The Aga Khan Health Services Pakistan (AKHSP) working in different localities of Chitral and Gilgit received about 264 patients of depression from January to December in 2017. Dr Qadra Nisa, head of the AKHSP centre in Chitral, says that the number of patients has reduced considerably due to the counselling services they provide in different areas of the district. The AKHSP provides tele-psychiatry counselling services to patients in district Chitral and Gilgit-Baltistan due to the inaccessibility to these far-flung areas.

“Our organisation provides counselling services for youngsters through video in Rech, Herchine, Bang and Chuinj in Upper Chitral, and in Lower Chitral areas including Arkari, Susoom, Parabak and Garam Chashma,” Nisa says.

“The problem is that parents never disclose the real reason behind the suicide of their children,” she explains. “Exposure to social media and several other factors could be a reason for the rising suicide trend as these young people develop high hopes and ambitions for their lives but the local culture and norms frustrate them. There is an intense need for coordinated efforts to address this serious issue,” Nisa stresses.

Academic pressures, joblessness and lack of cooperation from parents, as well as their insensitivity to children’s wishes regarding life partners are the biggest problems that the youth in Chitral grapple with.

In Drosh village, some 45 km from main Chitral city, a young boy cut his life short when he got his exam results. Bakht Zameen, the father grieving his young son’s suicide, speaking to Eos recalls, “My son [Wajid] was a promising boy. He used to work late into the night but owing to his unexpected score in the recent exams, he was disheartened and ended his life by hanging himself in his room.” With tears in his eyes, he explains that one his friends working in Dubai had offered to help Wajid get a foreign scholarship in Dubai if he could score 80 per cent marks in 12th-grade exams.

Muhammad Ali Mujahid, an activist from Chitral, conducted a day-long seminar in Upper Chitral on the issue of suicide in November last year. He believes that so far no serious work has been done to probe the real reasons or find solutions to the problem of young people — mostly girls — committing suicide. “The Khyber Pakhtunkhwa (KP) government should come forward with a team of stakeholders to solve the issue,” he suggests. “As a preventive measure, the Chitral district government could arrange a kind of safety guard and alert system alongside the Chitral River,” he says, to keep watch on the spots along the river where there is greater possibility of such incidents.

Abdul Wali Khan, an advocate and member of the KP Bar Council emphasises how the ratio of suicide among girls in Chitral district is alarming compared to other KP districts. This is a pressing issue which needs to be addressed immediately, he says. “A safe home, or shelter, in the district to provide legal assistance for young women to prevent marriages against their will might make a difference since marriage against will is the most common reason for suicide.” Women can ask for medico-legal assistance if they face domestic issues including violence, harassment or marital issues, etc. About six such functional Darul Aman are located in KP — in Peshawar, Abbottabad, Swat, Mardan, Manshera and Haripur districts. The shelter homes provide institutional-cum-residential care for destitute women and those who leave their homes, in order to help rehabilitate and re-adjuste such women in society and impart vocational training and income-generating skills to them.

The women who are victims of violence in KP, including those suffering domestic violence, physical, psychological abuse, rape, swara and vanni (the two customary practices of forced marriage), are accommodated in these shelters.

Khan also recommends that a medico-legal team comprising academics, community elders, psychiatrists and religious scholars should visit the educational institutes in Chitral and meet community members in order to work towards bringing an end to this grim trend among young Chitralis.

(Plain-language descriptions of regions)
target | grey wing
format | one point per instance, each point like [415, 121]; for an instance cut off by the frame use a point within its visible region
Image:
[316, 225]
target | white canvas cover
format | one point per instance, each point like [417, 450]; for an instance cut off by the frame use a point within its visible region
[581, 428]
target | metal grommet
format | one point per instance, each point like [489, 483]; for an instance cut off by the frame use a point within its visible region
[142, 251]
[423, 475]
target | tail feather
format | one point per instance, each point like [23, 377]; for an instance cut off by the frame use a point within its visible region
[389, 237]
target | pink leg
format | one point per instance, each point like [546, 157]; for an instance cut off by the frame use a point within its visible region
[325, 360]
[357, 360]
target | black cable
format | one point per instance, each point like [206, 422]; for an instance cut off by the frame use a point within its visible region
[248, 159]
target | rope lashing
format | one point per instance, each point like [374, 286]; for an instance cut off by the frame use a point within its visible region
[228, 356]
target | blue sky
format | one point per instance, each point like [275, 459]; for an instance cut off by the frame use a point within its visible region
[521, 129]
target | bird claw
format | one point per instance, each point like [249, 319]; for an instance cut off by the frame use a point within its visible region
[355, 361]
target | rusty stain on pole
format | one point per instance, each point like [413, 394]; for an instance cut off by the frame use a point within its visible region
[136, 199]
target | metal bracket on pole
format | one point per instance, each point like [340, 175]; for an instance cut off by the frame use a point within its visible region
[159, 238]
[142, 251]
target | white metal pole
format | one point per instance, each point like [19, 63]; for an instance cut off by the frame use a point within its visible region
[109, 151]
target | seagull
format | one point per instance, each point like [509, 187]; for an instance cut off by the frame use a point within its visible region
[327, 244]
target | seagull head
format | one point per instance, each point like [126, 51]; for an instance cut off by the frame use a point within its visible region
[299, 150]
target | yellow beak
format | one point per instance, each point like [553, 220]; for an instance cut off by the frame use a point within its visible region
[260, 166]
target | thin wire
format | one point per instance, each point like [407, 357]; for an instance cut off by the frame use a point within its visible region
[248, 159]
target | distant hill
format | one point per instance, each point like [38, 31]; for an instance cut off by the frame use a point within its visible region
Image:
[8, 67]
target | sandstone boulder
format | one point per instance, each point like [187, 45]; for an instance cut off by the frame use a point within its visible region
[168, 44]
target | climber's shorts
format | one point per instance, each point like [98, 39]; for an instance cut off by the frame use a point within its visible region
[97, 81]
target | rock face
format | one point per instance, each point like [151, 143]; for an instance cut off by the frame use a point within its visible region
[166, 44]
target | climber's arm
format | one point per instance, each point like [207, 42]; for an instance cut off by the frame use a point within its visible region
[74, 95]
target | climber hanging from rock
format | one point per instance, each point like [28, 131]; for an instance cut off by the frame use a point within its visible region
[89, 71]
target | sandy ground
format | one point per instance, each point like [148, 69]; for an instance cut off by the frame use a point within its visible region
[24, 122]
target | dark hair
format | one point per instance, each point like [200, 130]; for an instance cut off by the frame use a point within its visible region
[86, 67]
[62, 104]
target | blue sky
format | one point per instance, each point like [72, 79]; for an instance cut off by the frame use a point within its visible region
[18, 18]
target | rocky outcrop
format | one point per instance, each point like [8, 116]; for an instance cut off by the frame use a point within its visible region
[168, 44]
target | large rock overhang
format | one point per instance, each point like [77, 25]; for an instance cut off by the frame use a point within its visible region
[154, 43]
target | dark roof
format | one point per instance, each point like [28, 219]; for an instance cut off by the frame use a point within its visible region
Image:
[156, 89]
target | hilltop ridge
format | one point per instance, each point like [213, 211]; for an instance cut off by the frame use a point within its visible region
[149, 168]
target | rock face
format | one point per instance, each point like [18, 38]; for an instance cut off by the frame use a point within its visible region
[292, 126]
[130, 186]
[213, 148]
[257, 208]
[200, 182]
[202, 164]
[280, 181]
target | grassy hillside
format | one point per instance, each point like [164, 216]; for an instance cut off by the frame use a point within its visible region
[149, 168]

**The task:**
Update the part of the article on suicide in Chitral that opens with the words containing "In Drosh village, some" and closes with "in 12th-grade exams.", putting "twelfth-grade" wherever "12th-grade" appears. Rely only on the article for your answers.

**Solution:**
In Drosh village, some 45 km from main Chitral city, a young boy cut his life short when he got his exam results. Bakht Zameen, the father grieving his young son’s suicide, speaking to Eos recalls, “My son [Wajid] was a promising boy. He used to work late into the night but owing to his unexpected score in the recent exams, he was disheartened and ended his life by hanging himself in his room.” With tears in his eyes, he explains that one his friends working in Dubai had offered to help Wajid get a foreign scholarship in Dubai if he could score 80 per cent marks in twelfth-grade exams.